Top of Dataset records

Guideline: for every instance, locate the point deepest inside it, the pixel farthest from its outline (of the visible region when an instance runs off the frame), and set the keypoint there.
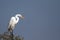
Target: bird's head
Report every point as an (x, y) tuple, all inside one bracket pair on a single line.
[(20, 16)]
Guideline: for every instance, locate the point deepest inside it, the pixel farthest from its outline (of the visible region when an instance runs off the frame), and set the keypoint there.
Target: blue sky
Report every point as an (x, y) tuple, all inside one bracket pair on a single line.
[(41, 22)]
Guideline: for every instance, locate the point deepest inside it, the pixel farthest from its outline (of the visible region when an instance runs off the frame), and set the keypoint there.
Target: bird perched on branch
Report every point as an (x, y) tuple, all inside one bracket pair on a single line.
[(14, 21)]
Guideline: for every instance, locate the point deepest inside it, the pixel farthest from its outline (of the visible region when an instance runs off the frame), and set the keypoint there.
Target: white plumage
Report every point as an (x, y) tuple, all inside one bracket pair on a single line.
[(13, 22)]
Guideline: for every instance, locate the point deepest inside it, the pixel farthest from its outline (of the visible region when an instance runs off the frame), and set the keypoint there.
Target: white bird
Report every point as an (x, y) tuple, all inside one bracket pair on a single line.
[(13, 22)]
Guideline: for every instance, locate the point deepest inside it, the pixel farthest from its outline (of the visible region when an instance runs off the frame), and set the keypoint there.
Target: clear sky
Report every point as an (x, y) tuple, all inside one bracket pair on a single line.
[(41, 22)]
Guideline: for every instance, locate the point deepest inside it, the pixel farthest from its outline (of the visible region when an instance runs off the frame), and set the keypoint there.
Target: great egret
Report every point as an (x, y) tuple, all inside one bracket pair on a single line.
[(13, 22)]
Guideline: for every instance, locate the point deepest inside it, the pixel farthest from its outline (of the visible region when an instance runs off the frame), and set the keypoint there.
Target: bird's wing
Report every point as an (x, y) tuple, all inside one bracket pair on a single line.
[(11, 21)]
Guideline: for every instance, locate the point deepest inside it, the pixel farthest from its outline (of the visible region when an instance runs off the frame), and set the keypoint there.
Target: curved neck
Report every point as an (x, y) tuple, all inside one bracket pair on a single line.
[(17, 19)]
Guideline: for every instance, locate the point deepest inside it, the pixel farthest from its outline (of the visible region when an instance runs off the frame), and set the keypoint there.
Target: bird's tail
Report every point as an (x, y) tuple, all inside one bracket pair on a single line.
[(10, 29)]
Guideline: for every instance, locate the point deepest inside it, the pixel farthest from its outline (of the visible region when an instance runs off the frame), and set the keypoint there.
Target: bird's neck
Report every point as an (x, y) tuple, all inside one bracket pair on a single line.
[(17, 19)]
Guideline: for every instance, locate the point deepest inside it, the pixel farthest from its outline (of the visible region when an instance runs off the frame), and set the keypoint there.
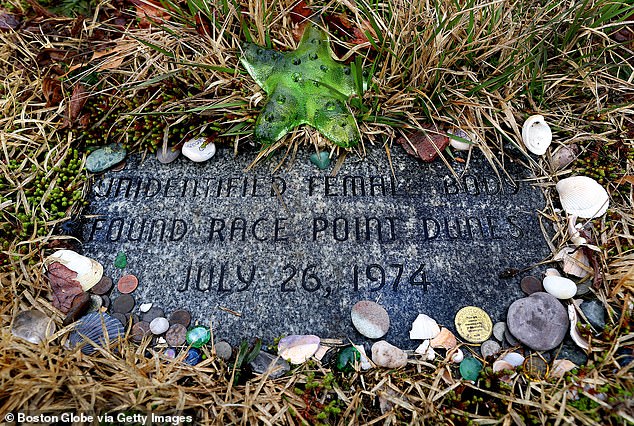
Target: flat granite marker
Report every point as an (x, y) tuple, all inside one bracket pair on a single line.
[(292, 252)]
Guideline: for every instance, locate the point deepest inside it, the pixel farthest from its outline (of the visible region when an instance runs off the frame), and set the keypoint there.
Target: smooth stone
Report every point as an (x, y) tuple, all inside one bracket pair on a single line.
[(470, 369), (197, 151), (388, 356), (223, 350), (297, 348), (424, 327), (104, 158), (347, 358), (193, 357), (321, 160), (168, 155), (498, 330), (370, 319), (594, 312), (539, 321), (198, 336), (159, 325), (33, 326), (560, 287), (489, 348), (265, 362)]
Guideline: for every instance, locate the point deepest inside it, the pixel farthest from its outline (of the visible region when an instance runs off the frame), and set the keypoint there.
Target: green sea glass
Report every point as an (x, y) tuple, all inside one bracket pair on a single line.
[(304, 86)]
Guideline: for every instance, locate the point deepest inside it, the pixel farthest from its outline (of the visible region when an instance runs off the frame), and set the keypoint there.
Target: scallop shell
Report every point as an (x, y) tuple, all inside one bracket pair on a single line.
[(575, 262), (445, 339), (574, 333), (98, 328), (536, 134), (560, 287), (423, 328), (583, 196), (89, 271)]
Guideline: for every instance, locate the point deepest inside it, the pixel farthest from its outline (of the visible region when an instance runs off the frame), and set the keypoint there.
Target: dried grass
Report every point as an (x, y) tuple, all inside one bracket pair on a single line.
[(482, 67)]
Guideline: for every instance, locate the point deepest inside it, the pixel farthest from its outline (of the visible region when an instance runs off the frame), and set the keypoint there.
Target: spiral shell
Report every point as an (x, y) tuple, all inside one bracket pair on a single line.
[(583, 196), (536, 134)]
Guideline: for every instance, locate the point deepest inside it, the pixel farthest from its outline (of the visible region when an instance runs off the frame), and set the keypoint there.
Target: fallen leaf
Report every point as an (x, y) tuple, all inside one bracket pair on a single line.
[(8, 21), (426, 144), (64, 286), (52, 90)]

Bottom of Dataset records

Work instruction = Go through the entries and copy each line holding the string "white".

Response to this exercise =
Target: white plumage
Target: white bird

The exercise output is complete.